Stored records:
════
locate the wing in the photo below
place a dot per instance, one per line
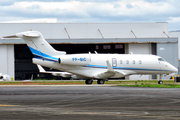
(63, 74)
(111, 73)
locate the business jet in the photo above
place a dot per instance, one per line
(64, 75)
(93, 66)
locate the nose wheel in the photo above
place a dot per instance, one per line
(89, 81)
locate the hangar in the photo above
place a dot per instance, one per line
(121, 38)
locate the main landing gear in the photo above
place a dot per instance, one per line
(100, 81)
(90, 81)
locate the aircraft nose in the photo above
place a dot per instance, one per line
(174, 69)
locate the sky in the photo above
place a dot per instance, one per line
(93, 11)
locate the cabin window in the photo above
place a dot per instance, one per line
(121, 62)
(161, 59)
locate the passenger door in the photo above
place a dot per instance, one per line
(114, 62)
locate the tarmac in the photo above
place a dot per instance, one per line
(88, 102)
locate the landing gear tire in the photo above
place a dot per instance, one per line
(160, 82)
(100, 81)
(89, 82)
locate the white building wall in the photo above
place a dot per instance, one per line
(176, 34)
(7, 59)
(140, 49)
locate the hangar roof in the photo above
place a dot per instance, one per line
(72, 32)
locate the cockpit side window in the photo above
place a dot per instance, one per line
(161, 59)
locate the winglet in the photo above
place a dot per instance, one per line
(40, 68)
(110, 69)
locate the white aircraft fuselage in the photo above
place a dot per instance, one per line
(93, 66)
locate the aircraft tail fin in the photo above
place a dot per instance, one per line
(41, 70)
(38, 45)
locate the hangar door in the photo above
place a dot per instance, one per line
(25, 69)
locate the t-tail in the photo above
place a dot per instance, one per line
(39, 47)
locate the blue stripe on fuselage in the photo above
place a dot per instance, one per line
(39, 55)
(123, 68)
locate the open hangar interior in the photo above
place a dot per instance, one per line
(121, 38)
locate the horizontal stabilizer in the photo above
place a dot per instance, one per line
(31, 34)
(11, 36)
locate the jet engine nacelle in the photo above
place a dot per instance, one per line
(74, 59)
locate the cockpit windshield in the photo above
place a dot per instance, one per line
(161, 59)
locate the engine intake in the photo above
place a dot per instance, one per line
(74, 59)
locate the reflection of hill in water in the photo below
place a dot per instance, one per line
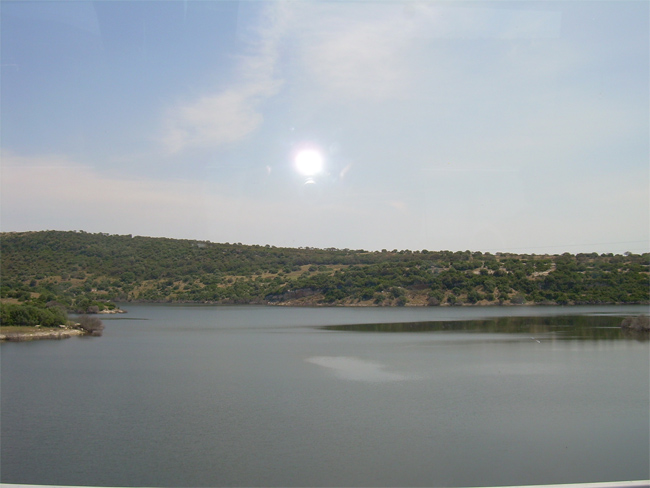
(591, 327)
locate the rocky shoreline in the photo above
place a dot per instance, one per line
(33, 335)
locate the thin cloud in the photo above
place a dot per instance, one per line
(230, 115)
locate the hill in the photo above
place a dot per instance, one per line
(89, 272)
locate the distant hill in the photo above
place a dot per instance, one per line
(87, 272)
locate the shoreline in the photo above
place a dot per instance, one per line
(8, 335)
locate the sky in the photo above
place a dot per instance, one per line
(485, 126)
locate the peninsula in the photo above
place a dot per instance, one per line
(81, 272)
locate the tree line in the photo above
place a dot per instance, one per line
(84, 272)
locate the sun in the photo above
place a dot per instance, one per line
(309, 162)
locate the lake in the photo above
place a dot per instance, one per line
(187, 395)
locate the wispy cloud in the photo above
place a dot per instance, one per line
════
- [Job] Set down exactly what runs from the line with "locate the shoreline in the photo above" to the last line of the data above, including both of those lines and no others.

- [Task answer]
locate the shoreline in the photo above
place a dot per instance, one per line
(8, 335)
locate the sky in the photo above
place a dot per instance, one per line
(485, 126)
locate the peninsula in the photo above
place a dot per instance, one per line
(81, 272)
locate the tree line in the photo above
place a dot per instance, one per line
(84, 272)
locate the sun in the photo above
place a dot per instance, one per line
(309, 162)
locate the lake in the photo above
place a dot per instance, one per line
(187, 395)
locate the wispy cloud in the photo above
place a dot per instance, one per line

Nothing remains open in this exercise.